### Problem details:
What is needed here is every record, retyped without any change.

### Source data:

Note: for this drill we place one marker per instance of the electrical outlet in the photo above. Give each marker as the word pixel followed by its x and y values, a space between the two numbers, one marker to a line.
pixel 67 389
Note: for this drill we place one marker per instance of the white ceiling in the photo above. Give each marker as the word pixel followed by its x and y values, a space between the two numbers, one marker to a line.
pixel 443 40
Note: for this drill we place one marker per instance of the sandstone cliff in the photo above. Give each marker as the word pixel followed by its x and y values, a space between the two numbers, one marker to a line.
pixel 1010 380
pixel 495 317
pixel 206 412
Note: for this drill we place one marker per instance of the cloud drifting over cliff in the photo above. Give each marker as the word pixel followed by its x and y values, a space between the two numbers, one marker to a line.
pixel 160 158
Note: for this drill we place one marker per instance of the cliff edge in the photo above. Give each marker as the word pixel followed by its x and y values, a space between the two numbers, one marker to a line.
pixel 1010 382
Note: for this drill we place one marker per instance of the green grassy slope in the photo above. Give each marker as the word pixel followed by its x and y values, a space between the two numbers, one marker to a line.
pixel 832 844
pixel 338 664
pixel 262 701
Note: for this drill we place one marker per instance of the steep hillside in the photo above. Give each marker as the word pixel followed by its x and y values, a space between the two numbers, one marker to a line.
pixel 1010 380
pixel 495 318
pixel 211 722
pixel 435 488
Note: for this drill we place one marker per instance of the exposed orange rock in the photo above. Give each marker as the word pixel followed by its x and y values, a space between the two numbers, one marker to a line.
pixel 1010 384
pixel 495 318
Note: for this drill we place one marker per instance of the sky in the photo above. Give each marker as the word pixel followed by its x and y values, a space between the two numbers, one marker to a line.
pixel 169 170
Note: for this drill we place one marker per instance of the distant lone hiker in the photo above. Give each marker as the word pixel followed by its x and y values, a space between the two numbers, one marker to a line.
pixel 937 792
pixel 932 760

### Result of this task:
Note: for this drill we place one marker per instance of the electrical outlet in the photo above. Give each marker as the word pixel followed by its x and y values, a space between the two numbers, one marker to a line.
pixel 67 389
Note: for this drill we place one marker per instance of the white ceiling in the photo above. Give each marker as the word pixel followed by its x and y values, a space between the two numbers, one marker to a line.
pixel 443 40
Note: for this drill we place one marker per instance of the sandstone cliff in the photo above. Give each marker as the word pixel followed by its x and y values, a space between the two numbers, one marker to a line.
pixel 1010 380
pixel 495 317
pixel 206 412
Note: for this drill we place one marker per instance of the cloud drifting over cliff in the photo above. Give each marker as the word pixel followed by its x and y values, a space between the two numbers, one marker to a line.
pixel 160 158
Note: for this drill we place one marker per instance of the cliff edge in the photo above. Give each marker as the word pixel followed by its x and y values, a space between the two numbers, one marker to a line.
pixel 1010 382
Note: for this drill we place one marker per instance of the green grassy slope in the photo above. Give each marker as the word pixel followed by its x and y values, a space between the two numbers, one marker to a line.
pixel 832 844
pixel 338 664
pixel 262 701
Note: for this drill we place one marker per instance of the steep hillside in the photo above. Give each marker as the word pixel followed by its x and y values, a space between the two numbers, one marker to a line.
pixel 1010 380
pixel 495 318
pixel 211 722
pixel 435 488
Note: for this drill we place one marker per instance of the exposed orange rock in the photo above. Give each marker as the word pixel followed by its x and y values, a space between the two numbers, one marker to a line.
pixel 1010 384
pixel 495 318
Note: for this drill we place one marker per instance of the sky in the photo above. Give each marker as the word pixel followed by its x and y values, a space between the two numbers, one marker to a line.
pixel 169 170
Note: for this drill we place one marker per instance of the distant lone hiker in the photo above. Give each marker as the word pixel followed by its x and y values, a space between the two numbers, one marker to a line.
pixel 937 792
pixel 932 760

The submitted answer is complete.